# Start of Supplied records

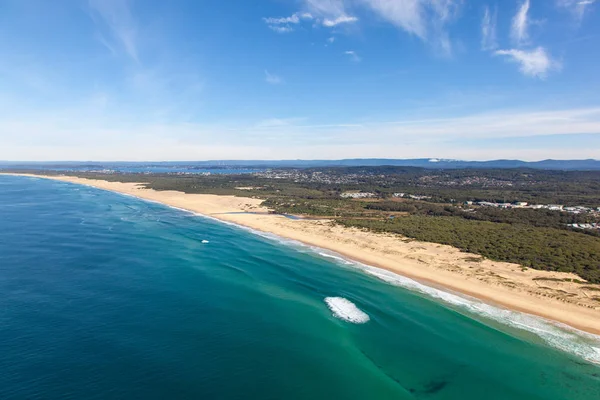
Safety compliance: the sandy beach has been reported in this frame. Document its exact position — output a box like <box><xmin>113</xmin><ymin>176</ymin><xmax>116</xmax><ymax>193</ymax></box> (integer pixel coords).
<box><xmin>4</xmin><ymin>176</ymin><xmax>600</xmax><ymax>334</ymax></box>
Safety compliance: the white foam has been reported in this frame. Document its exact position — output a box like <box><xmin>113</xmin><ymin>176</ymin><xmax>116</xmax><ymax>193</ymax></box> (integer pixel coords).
<box><xmin>58</xmin><ymin>184</ymin><xmax>600</xmax><ymax>364</ymax></box>
<box><xmin>325</xmin><ymin>297</ymin><xmax>370</xmax><ymax>324</ymax></box>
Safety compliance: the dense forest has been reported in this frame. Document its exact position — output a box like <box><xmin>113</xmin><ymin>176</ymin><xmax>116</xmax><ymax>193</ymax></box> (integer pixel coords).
<box><xmin>338</xmin><ymin>215</ymin><xmax>600</xmax><ymax>283</ymax></box>
<box><xmin>14</xmin><ymin>167</ymin><xmax>600</xmax><ymax>283</ymax></box>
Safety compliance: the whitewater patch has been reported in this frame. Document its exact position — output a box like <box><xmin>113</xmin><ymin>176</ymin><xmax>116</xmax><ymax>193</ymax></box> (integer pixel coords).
<box><xmin>51</xmin><ymin>184</ymin><xmax>600</xmax><ymax>364</ymax></box>
<box><xmin>325</xmin><ymin>297</ymin><xmax>370</xmax><ymax>324</ymax></box>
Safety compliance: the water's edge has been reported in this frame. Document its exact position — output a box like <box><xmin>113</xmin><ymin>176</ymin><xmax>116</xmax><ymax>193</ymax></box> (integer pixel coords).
<box><xmin>8</xmin><ymin>174</ymin><xmax>600</xmax><ymax>364</ymax></box>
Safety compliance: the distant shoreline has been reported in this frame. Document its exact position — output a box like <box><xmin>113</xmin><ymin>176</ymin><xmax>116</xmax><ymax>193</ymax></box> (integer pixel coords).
<box><xmin>0</xmin><ymin>173</ymin><xmax>600</xmax><ymax>335</ymax></box>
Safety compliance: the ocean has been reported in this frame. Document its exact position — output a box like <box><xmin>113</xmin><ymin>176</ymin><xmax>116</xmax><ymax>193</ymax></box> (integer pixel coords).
<box><xmin>0</xmin><ymin>176</ymin><xmax>600</xmax><ymax>400</ymax></box>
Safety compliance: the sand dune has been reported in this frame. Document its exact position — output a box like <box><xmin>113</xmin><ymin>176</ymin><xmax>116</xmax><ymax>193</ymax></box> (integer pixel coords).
<box><xmin>8</xmin><ymin>172</ymin><xmax>600</xmax><ymax>334</ymax></box>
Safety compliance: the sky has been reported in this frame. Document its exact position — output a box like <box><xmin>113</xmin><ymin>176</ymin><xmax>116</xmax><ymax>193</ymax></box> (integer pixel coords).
<box><xmin>0</xmin><ymin>0</ymin><xmax>600</xmax><ymax>161</ymax></box>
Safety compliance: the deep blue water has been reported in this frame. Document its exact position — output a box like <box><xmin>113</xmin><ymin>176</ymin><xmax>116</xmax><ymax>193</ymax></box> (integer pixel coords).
<box><xmin>0</xmin><ymin>176</ymin><xmax>600</xmax><ymax>400</ymax></box>
<box><xmin>0</xmin><ymin>164</ymin><xmax>262</xmax><ymax>175</ymax></box>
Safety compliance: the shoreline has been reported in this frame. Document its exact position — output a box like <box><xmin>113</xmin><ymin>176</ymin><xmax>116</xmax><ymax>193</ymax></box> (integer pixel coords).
<box><xmin>0</xmin><ymin>173</ymin><xmax>600</xmax><ymax>335</ymax></box>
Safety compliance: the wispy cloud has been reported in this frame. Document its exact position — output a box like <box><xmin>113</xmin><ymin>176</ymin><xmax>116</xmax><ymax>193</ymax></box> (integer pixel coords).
<box><xmin>263</xmin><ymin>13</ymin><xmax>313</xmax><ymax>33</ymax></box>
<box><xmin>88</xmin><ymin>0</ymin><xmax>139</xmax><ymax>61</ymax></box>
<box><xmin>265</xmin><ymin>70</ymin><xmax>283</xmax><ymax>85</ymax></box>
<box><xmin>344</xmin><ymin>50</ymin><xmax>362</xmax><ymax>62</ymax></box>
<box><xmin>481</xmin><ymin>6</ymin><xmax>498</xmax><ymax>50</ymax></box>
<box><xmin>556</xmin><ymin>0</ymin><xmax>597</xmax><ymax>22</ymax></box>
<box><xmin>323</xmin><ymin>15</ymin><xmax>358</xmax><ymax>28</ymax></box>
<box><xmin>356</xmin><ymin>0</ymin><xmax>463</xmax><ymax>55</ymax></box>
<box><xmin>510</xmin><ymin>0</ymin><xmax>530</xmax><ymax>45</ymax></box>
<box><xmin>263</xmin><ymin>5</ymin><xmax>358</xmax><ymax>33</ymax></box>
<box><xmin>494</xmin><ymin>47</ymin><xmax>559</xmax><ymax>79</ymax></box>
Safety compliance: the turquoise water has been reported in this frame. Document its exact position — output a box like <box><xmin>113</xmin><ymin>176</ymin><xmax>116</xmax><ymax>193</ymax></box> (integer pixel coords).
<box><xmin>0</xmin><ymin>177</ymin><xmax>600</xmax><ymax>400</ymax></box>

# End of Supplied records

#### [Set exercise]
Which lines of the listing above contain the string "shoreline"? Extract each of them in full, treating uppercase and lowercase as different.

#### [Exercise answer]
Safety compliance: the distant shoreline has been reported in this frame. Document its exact position — output a box like <box><xmin>113</xmin><ymin>176</ymin><xmax>116</xmax><ymax>193</ymax></box> (integer pixel coords).
Safety compliance: the shoreline has been reported in this frame. Document its exact position — output a box like <box><xmin>113</xmin><ymin>176</ymin><xmax>116</xmax><ymax>193</ymax></box> (integer pixel coords).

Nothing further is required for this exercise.